What to work on ▸ Without the pictures, print each of the records below exactly as it appears.

Data ▸
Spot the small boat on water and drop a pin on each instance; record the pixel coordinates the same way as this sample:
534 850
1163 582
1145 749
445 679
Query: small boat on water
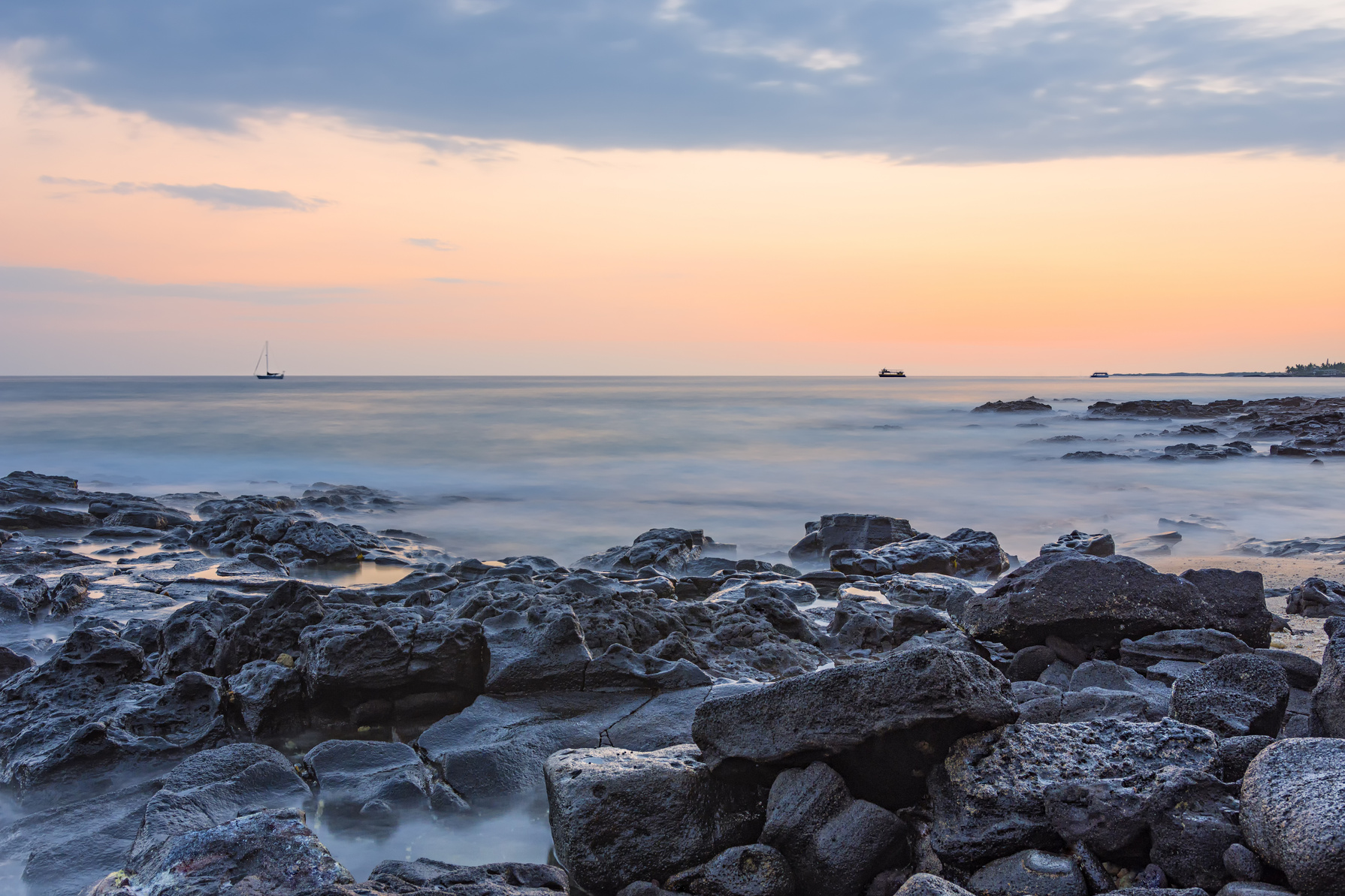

Answer space ▸
Spot the small boat on water and drop a pin on each instance; record the pixel coordinates the same way as this sample:
534 850
1163 582
1145 749
445 679
Query: small boat on water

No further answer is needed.